> _Extracted entries_
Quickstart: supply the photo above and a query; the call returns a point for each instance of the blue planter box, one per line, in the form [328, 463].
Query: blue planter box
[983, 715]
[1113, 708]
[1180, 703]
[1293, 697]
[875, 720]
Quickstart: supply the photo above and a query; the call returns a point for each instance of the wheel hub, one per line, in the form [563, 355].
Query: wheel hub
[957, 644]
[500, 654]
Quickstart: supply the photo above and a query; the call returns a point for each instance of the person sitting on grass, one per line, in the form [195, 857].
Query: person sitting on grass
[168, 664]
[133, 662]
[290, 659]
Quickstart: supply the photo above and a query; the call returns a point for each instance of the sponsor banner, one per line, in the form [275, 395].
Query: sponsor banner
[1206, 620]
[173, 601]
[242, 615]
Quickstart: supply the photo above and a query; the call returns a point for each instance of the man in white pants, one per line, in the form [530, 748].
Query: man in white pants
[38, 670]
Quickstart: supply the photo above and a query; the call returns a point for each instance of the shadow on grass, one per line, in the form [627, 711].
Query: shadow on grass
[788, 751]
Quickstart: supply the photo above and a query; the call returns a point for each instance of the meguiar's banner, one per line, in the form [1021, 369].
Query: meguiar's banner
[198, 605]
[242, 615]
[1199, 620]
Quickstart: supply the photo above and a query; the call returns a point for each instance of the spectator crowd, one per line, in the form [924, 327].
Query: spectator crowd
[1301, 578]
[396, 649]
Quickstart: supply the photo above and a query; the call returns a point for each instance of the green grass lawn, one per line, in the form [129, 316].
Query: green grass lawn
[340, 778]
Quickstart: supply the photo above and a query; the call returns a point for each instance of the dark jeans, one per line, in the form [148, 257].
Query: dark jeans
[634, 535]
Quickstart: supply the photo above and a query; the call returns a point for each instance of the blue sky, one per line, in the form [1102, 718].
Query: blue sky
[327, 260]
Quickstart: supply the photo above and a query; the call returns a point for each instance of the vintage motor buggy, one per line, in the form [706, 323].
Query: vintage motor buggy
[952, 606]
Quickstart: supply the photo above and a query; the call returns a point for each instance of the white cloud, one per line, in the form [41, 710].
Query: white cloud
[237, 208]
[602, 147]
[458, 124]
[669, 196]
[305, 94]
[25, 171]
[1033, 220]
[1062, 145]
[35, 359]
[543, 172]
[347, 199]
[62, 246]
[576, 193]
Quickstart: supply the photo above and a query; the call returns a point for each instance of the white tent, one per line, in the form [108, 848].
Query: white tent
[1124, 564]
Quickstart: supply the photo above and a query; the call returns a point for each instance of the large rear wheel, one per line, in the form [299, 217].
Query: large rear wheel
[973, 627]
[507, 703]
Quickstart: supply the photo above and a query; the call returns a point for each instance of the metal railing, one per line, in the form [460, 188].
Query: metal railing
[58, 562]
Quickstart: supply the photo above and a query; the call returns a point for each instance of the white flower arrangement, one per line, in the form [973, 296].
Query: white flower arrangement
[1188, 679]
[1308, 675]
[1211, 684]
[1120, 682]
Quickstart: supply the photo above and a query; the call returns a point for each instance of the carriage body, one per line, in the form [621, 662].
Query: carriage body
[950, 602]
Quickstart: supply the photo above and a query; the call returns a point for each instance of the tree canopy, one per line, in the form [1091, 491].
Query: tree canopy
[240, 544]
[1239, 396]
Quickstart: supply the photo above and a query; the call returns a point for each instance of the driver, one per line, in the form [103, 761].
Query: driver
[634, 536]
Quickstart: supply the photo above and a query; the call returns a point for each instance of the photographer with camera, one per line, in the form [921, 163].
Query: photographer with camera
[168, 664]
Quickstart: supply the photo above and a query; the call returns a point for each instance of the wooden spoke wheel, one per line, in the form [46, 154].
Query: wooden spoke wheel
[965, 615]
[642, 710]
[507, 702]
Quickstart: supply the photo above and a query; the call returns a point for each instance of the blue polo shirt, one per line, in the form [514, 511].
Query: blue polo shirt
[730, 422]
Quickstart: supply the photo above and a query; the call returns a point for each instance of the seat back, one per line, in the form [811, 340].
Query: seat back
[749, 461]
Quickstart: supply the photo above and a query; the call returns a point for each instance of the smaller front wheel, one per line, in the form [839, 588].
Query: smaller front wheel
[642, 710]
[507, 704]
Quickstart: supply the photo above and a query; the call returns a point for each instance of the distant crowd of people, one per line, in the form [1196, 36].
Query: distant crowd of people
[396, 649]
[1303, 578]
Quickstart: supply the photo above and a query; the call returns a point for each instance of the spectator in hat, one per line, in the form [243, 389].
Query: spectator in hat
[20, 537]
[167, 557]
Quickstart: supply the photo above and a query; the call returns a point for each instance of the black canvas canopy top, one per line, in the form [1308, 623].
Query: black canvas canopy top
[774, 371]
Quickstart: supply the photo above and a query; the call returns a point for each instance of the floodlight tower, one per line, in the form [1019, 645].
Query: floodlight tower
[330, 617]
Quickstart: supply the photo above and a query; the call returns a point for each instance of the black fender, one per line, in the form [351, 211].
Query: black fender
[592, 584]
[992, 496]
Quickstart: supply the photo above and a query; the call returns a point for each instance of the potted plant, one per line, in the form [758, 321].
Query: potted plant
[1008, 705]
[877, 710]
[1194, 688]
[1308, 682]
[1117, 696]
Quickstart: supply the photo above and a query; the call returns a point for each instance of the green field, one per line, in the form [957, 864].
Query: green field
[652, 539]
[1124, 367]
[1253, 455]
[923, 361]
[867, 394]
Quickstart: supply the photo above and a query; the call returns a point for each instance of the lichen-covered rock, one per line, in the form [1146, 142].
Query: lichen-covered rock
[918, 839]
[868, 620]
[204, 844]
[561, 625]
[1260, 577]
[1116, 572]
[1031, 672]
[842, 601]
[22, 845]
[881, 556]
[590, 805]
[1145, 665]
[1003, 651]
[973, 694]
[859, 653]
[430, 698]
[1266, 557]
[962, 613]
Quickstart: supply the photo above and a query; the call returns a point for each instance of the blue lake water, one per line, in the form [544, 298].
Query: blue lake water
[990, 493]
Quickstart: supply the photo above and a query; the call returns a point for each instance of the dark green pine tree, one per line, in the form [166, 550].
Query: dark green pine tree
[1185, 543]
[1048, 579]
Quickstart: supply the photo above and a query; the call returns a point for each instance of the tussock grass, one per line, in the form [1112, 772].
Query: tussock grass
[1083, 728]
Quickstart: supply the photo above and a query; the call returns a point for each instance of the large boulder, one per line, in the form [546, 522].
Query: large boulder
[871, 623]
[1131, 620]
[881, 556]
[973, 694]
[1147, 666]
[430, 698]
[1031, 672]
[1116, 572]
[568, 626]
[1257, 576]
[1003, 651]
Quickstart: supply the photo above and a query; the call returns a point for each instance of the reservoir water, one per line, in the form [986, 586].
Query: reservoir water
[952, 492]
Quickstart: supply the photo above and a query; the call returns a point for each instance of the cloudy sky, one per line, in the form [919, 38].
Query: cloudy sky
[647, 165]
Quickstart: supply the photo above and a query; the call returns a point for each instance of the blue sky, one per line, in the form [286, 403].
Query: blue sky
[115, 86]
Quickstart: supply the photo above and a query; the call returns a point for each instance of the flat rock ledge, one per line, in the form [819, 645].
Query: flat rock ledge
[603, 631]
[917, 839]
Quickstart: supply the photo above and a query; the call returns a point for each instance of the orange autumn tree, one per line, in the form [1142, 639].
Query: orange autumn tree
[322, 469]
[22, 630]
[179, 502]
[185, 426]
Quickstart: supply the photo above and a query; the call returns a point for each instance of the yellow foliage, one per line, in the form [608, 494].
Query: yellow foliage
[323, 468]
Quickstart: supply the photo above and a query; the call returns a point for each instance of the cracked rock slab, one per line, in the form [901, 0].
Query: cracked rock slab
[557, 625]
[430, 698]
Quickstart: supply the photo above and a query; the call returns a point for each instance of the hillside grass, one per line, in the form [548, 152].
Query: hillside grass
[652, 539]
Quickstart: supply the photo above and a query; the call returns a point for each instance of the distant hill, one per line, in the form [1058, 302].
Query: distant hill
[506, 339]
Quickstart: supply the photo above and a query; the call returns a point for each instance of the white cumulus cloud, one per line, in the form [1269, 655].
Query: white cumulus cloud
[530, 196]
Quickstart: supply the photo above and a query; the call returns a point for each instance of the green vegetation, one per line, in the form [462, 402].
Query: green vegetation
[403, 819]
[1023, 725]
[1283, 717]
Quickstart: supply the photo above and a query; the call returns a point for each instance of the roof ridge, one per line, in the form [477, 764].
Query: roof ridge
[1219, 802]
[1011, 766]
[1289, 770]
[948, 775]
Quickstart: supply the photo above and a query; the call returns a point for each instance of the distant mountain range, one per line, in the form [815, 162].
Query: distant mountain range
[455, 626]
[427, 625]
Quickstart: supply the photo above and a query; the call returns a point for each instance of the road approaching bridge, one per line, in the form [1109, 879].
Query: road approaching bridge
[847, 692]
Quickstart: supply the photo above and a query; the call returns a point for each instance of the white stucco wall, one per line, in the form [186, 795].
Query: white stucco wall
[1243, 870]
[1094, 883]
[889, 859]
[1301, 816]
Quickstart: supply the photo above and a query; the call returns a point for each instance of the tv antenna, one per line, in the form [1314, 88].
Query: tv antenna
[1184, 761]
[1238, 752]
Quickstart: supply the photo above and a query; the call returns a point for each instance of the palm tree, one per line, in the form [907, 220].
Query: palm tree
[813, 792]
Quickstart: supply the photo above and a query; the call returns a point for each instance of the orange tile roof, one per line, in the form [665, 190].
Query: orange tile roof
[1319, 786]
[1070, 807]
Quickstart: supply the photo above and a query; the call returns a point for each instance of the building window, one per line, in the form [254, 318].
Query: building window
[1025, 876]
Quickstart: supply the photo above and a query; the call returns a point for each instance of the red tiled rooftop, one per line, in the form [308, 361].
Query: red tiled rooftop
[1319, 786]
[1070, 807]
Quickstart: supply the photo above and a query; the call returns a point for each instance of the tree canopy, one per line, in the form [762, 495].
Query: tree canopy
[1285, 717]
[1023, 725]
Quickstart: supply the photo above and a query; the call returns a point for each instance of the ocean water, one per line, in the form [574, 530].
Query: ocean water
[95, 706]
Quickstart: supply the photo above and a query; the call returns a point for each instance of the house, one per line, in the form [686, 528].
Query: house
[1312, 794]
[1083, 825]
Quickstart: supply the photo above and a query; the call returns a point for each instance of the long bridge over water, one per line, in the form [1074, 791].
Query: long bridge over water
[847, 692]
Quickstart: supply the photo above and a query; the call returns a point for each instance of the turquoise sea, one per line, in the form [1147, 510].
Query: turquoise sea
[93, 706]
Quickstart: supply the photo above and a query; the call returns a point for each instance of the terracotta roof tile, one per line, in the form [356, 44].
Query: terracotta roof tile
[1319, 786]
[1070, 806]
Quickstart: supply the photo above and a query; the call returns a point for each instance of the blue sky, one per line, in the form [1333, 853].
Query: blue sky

> _Exercise goal_
Retype exactly, please, each line from the line that contains "form [1147, 510]." through the last line of the entries above, with nothing added.

> _Written reply_
Quickstart: supply the photo above and a query; the call returns a point for each instance of the turquoise sea, one per line, in the form [1147, 510].
Query: turquoise sea
[93, 706]
Quickstart: supply the photo above and a query; the call returns a point for each instance of the terracotta roof tile, one per line, in the form [356, 44].
Query: terracotta roof tile
[1319, 786]
[1070, 806]
Quickstart: supply the photo above and a query; the call returns a point for each instance of the blue sky, one per line, in the form [1333, 853].
Query: blue sky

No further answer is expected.